─── GIVEN RECORDS ───

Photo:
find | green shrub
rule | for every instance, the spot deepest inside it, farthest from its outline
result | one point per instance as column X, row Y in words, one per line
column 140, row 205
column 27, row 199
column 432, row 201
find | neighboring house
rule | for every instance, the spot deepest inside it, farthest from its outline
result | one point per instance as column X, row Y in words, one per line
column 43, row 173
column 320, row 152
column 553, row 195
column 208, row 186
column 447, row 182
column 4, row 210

───

» **GIVEN REQUEST**:
Put every line of the records above into a numbered list, leaving out any blank lines.

» **WRITTEN SOLUTION**:
1. Photo:
2. find | green shrub
3. rule | for every instance, the spot deepest inside it, farthest from its outline
4. result | one point per instance as column X, row Y in words, one per line
5. column 140, row 205
6. column 27, row 199
7. column 432, row 201
8. find | neighboring house
9. rule | for every instance, the spot deepest inside it, farthest from its outline
10. result | one point per instance as column X, row Y in words, one per line
11. column 43, row 173
12. column 320, row 152
13. column 553, row 195
14. column 208, row 186
15. column 447, row 182
16. column 4, row 210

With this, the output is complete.